- Work to be completed
Copy out each of the records below line for line, without changing a single character.

- Entries provided
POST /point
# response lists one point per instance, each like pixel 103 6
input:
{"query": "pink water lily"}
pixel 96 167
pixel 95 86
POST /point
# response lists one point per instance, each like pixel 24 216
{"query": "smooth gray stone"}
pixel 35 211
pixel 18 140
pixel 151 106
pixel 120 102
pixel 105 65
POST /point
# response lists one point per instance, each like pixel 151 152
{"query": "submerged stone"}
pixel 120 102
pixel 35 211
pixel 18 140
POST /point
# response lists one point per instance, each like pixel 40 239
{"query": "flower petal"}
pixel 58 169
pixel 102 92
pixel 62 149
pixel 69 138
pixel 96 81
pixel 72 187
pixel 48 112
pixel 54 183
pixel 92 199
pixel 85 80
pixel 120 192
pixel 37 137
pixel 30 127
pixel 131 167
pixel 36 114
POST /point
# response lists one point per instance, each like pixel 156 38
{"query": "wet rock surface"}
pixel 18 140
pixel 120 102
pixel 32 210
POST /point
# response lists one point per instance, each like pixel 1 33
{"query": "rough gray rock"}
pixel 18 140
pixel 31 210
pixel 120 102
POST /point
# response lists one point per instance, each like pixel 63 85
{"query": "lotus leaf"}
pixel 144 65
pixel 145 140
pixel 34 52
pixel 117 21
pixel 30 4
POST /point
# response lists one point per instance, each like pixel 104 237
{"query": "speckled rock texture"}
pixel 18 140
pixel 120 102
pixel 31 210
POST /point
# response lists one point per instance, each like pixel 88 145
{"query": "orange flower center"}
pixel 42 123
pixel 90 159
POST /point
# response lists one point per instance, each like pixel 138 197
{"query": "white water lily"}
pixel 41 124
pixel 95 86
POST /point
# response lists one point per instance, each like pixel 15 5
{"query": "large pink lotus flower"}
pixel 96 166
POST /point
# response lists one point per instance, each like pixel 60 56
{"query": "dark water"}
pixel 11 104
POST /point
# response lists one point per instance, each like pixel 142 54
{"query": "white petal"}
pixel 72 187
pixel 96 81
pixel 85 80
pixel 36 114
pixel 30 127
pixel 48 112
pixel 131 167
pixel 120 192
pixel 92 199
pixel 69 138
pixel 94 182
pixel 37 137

- Right answer
POST /point
# response lists one point per instance, each like pixel 103 6
input:
{"query": "pink water lily"}
pixel 96 167
pixel 95 86
POST /point
# response lists one point per instance, each like pixel 24 216
{"query": "smooth gray stone"}
pixel 35 211
pixel 18 140
pixel 151 106
pixel 120 102
pixel 105 65
POST /point
# response lists one point per instance, each like pixel 151 152
{"query": "submerged stone"}
pixel 120 102
pixel 35 211
pixel 18 140
POST /point
# response lists one point per instance, each like pixel 40 239
{"query": "flower petal"}
pixel 58 169
pixel 102 92
pixel 62 149
pixel 69 138
pixel 96 81
pixel 72 187
pixel 48 112
pixel 54 183
pixel 92 199
pixel 85 80
pixel 120 192
pixel 37 137
pixel 30 127
pixel 131 167
pixel 36 114
POST /point
# response lists one point per instance, each like pixel 156 38
{"query": "wet rock surface"}
pixel 18 140
pixel 120 102
pixel 32 210
POST /point
# response lists one point per instance, each like pixel 1 33
{"query": "rough gray rock"}
pixel 18 140
pixel 31 210
pixel 120 102
POST /point
# response lists one point per instance, each like pixel 63 85
{"query": "lotus leaf"}
pixel 144 65
pixel 145 140
pixel 34 52
pixel 117 21
pixel 30 4
POST /point
# response lists one point per instance, each like pixel 104 237
{"query": "speckled rock texture"}
pixel 18 140
pixel 120 102
pixel 31 210
POST /point
# response lists one point per instance, each like pixel 88 145
{"query": "orange flower center"}
pixel 42 123
pixel 90 159
POST /point
# response lists one point per instance, each like pixel 138 197
{"query": "white water lily"}
pixel 41 124
pixel 95 86
POST /point
# response lists one point per instance, each like pixel 15 5
{"query": "large pink lotus flower"}
pixel 96 166
POST /point
# response lists one point per instance, each like pixel 60 56
{"query": "dark water"}
pixel 11 104
POST /point
# response lists one point per instance, each like pixel 142 54
{"query": "white petal"}
pixel 72 187
pixel 96 81
pixel 85 80
pixel 36 114
pixel 30 127
pixel 48 112
pixel 131 167
pixel 120 192
pixel 92 199
pixel 69 138
pixel 94 182
pixel 37 137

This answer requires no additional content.